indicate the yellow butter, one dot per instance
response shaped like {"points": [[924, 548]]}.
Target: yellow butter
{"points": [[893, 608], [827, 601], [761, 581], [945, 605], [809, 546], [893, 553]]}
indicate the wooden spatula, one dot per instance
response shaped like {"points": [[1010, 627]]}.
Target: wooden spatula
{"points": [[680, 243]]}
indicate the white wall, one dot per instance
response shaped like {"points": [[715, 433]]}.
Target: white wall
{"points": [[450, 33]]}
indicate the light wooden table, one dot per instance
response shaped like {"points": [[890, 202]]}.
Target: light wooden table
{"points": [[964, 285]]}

□ □ □ □ □

## Given problem
Can you transcribe each of the rows above verbatim, keeping every character and line break unchanged?

## Output
indicate the yellow butter, one dot per instance
response shaped like {"points": [[924, 548]]}.
Target: yellow butter
{"points": [[893, 608], [827, 601], [761, 581], [945, 605], [809, 546], [893, 553]]}
indicate the wooden spatula, one dot per instance
response shaped like {"points": [[1010, 627]]}.
Target: wooden spatula
{"points": [[680, 243]]}
indicate the white wall, one dot per instance
response shaped like {"points": [[715, 433]]}.
Target: white wall
{"points": [[450, 33]]}
indicate the light wooden table, one dot per instance
response shaped like {"points": [[890, 202]]}.
Target: light wooden table
{"points": [[964, 285]]}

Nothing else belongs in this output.